Monday, February 03, 2014

Part 2: Ghana Petroleum Funds--Reimaging the State in the Global Sphere: An Inventory of Sovereign Wealth Funds as Regulator and Participant in Global Markets

(Pix (C) Larry Catá Backer 2014)

This Blog Essay site devotes every February to a series of integrated but short essays on a single theme. For 2014 this site introduces a new theme:  Reimaging the State in the Global Sphere: An Inventory of Sovereign Wealth Fund as Regulator and Participant in Global Markets.

There have been a number of studies that have sought to provide an overarching structure for understanding SWFs. The easiest way to to this is tp find the largest and most influential funds and then extrapolate universal behaviors or characteristics from them.  This is a useful enterprise, it may erase substantial nuance that itself might provide the basis for a deeper understanding of SWFs within globalization and in the context of a state system in which not all states are created equal.  In this sense, while the large SWFs are better known, they do not define the entire field of emerging SWF activity. This study provides a brief critical inventory of the emerging communities of sovereign wealth funds. Each post will consider a different and less well known SWF.  Taken together, these brief studies might suggest the character and nature of the emerging universe of SWFs, and their possible rationalization.

This Post considers the new Ghana Petroleum Funds.
===============
Reproduce verbatim the passage of the sovereign wealth fund essay from "Part 2: Ghana" to "in Global Markets.". The listing has no role in this work.
===============
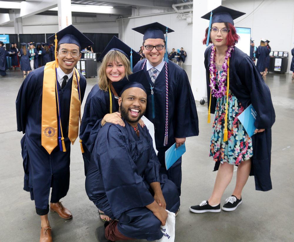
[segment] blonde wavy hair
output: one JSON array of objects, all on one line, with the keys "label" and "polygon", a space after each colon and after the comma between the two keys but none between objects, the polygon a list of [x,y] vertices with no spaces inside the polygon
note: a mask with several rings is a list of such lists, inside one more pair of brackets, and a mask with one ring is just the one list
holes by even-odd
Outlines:
[{"label": "blonde wavy hair", "polygon": [[118,60],[120,61],[125,67],[125,73],[124,77],[131,74],[130,61],[121,52],[117,50],[110,51],[103,58],[101,65],[99,68],[99,81],[98,84],[99,88],[104,91],[108,91],[108,85],[109,84],[109,80],[106,75],[106,68],[107,65],[110,63],[115,61],[117,64]]}]

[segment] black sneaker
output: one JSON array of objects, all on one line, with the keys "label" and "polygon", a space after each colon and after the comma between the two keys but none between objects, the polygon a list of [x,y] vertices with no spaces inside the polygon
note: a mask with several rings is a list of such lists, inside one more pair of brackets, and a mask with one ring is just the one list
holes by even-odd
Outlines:
[{"label": "black sneaker", "polygon": [[221,208],[225,211],[234,211],[242,203],[242,198],[238,199],[232,195],[225,200],[225,203]]},{"label": "black sneaker", "polygon": [[203,201],[199,205],[190,207],[190,211],[196,213],[201,213],[206,212],[219,213],[220,211],[220,203],[215,207],[213,207],[208,204],[208,201]]}]

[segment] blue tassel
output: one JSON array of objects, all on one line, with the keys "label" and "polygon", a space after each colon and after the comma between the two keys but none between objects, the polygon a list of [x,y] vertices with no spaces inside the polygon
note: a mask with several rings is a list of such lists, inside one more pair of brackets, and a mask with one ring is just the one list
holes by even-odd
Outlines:
[{"label": "blue tassel", "polygon": [[131,48],[131,56],[130,57],[130,61],[131,62],[131,70],[133,72],[133,51],[132,51],[132,48]]},{"label": "blue tassel", "polygon": [[155,118],[155,104],[154,101],[154,95],[153,95],[153,88],[151,84],[150,84],[150,89],[151,89],[151,103],[152,105],[152,119],[154,119]]},{"label": "blue tassel", "polygon": [[209,19],[209,26],[208,26],[208,33],[207,34],[207,41],[206,42],[206,46],[208,46],[209,44],[209,36],[210,36],[210,29],[211,27],[211,22],[212,21],[212,11],[210,13],[210,18]]},{"label": "blue tassel", "polygon": [[62,148],[62,143],[61,142],[61,137],[59,137],[58,139],[59,140],[59,148],[60,150],[60,151],[63,151],[63,149]]}]

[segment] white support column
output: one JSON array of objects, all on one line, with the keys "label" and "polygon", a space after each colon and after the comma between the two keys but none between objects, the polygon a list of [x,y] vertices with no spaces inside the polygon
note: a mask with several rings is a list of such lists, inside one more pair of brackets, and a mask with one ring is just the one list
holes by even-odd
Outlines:
[{"label": "white support column", "polygon": [[58,0],[58,28],[59,31],[72,24],[71,0]]},{"label": "white support column", "polygon": [[[194,1],[193,4],[193,32],[191,88],[195,100],[207,96],[204,53],[206,48],[202,44],[208,20],[201,18],[207,13],[221,5],[221,0]],[[209,97],[208,97],[209,98]]]}]

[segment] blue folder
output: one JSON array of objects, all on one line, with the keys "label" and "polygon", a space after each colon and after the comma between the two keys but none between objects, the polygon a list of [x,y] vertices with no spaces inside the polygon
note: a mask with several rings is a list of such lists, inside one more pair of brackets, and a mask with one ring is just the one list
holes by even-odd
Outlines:
[{"label": "blue folder", "polygon": [[176,148],[176,143],[173,145],[166,151],[165,163],[166,169],[168,170],[186,152],[185,143],[178,148]]},{"label": "blue folder", "polygon": [[253,135],[254,131],[256,129],[254,123],[257,114],[252,105],[250,104],[238,116],[238,119],[243,125],[249,137]]}]

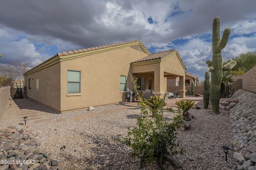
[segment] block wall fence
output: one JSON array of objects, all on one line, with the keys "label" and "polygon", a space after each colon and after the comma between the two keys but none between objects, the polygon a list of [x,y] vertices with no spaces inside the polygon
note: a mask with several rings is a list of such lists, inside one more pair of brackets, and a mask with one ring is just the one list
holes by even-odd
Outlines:
[{"label": "block wall fence", "polygon": [[[231,85],[230,91],[233,89],[235,92],[239,89],[243,89],[252,93],[256,93],[256,66],[254,67],[242,76],[233,78],[234,82],[228,83],[229,87]],[[186,86],[186,90],[191,89],[191,86]],[[170,92],[178,92],[179,87],[177,86],[167,86],[167,91]],[[195,86],[195,93],[203,95],[204,92],[203,83],[201,86]]]}]

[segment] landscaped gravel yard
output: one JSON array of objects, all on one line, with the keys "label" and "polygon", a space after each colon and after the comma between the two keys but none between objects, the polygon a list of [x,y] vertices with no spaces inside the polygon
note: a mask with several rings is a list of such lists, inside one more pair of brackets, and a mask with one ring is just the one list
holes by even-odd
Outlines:
[{"label": "landscaped gravel yard", "polygon": [[[118,104],[96,107],[58,114],[28,99],[14,100],[6,108],[0,120],[0,129],[24,126],[22,117],[28,117],[28,130],[38,134],[35,138],[59,161],[58,166],[67,170],[132,170],[137,162],[130,156],[132,150],[115,141],[117,133],[124,136],[128,127],[136,126],[140,110],[136,106]],[[202,103],[197,104],[202,108]],[[226,161],[221,147],[232,148],[232,129],[228,111],[223,115],[209,113],[208,109],[190,109],[194,116],[191,128],[178,130],[183,141],[180,147],[184,156],[174,157],[180,162],[184,170],[216,170],[227,167],[235,169],[234,151]],[[171,121],[173,113],[164,111]],[[60,149],[61,148],[61,149]],[[168,169],[174,169],[172,165]],[[143,164],[145,169],[157,169],[156,165]]]}]

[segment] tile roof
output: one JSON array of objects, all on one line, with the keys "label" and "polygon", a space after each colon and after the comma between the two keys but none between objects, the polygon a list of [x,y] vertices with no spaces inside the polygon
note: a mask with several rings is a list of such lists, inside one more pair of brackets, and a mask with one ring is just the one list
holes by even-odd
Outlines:
[{"label": "tile roof", "polygon": [[195,78],[196,80],[198,80],[198,78],[197,77],[197,75],[192,75],[192,73],[191,72],[188,72],[186,74],[186,75],[187,76],[190,76],[190,77],[193,77]]},{"label": "tile roof", "polygon": [[[98,49],[104,49],[106,48],[108,48],[108,47],[116,47],[116,46],[118,46],[119,45],[123,45],[124,44],[130,44],[130,43],[136,43],[136,42],[140,42],[142,44],[142,42],[140,41],[140,40],[138,40],[138,39],[136,39],[135,40],[132,40],[132,41],[125,41],[125,42],[122,42],[121,43],[116,43],[115,44],[109,44],[108,45],[102,45],[102,46],[97,46],[97,47],[90,47],[90,48],[87,48],[86,49],[78,49],[78,50],[73,50],[72,51],[67,51],[67,52],[62,52],[62,53],[58,53],[57,54],[56,54],[56,55],[55,55],[52,56],[52,57],[51,57],[51,58],[48,59],[47,60],[46,60],[45,61],[44,61],[43,62],[39,64],[38,65],[37,65],[36,66],[34,67],[33,68],[36,67],[40,65],[42,65],[42,64],[48,62],[48,61],[51,60],[52,59],[53,59],[56,57],[60,57],[60,56],[65,56],[65,55],[70,55],[71,54],[76,54],[76,53],[84,53],[85,52],[87,52],[87,51],[93,51],[93,50],[98,50]],[[145,48],[145,49],[147,50],[147,51],[148,53],[150,54],[150,52],[148,51],[148,50],[146,49],[146,48]],[[32,68],[32,69],[33,69]]]},{"label": "tile roof", "polygon": [[146,61],[148,60],[154,60],[155,59],[163,59],[166,57],[167,57],[169,55],[173,53],[178,51],[176,49],[171,50],[168,51],[163,51],[160,53],[155,53],[151,54],[138,60],[136,60],[133,62],[132,63],[139,62],[140,61]]}]

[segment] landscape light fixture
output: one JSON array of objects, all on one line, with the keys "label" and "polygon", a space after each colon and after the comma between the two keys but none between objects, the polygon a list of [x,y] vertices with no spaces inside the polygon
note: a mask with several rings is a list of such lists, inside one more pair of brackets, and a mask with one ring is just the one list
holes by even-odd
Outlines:
[{"label": "landscape light fixture", "polygon": [[24,121],[25,121],[25,125],[26,125],[26,121],[27,121],[27,116],[25,116],[24,117],[23,117],[23,120],[24,120]]},{"label": "landscape light fixture", "polygon": [[228,153],[228,150],[229,150],[229,148],[226,146],[223,146],[221,147],[223,149],[224,149],[224,152],[226,154],[226,161],[228,161],[228,159],[227,158],[227,154]]}]

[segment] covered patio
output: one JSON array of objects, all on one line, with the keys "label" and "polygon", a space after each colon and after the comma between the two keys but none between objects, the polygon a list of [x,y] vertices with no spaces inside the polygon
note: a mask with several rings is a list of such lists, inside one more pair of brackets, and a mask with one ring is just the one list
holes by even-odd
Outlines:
===============
Worked answer »
Part 2: Ghana Petroleum Funds--Reimaging the State in the Global Sphere: An Inventory of Sovereign Wealth Funds as Regulator and Participant in Global Markets

(Pix (C) Larry Catá Backer 2014)

This Blog Essay site devotes every February to a series of integrated but short essays on a single theme. For 2014 this site introduces a new theme:  Reimaging the State in the Global Sphere: An Inventory of Sovereign Wealth Fund as Regulator and Participant in Global Markets.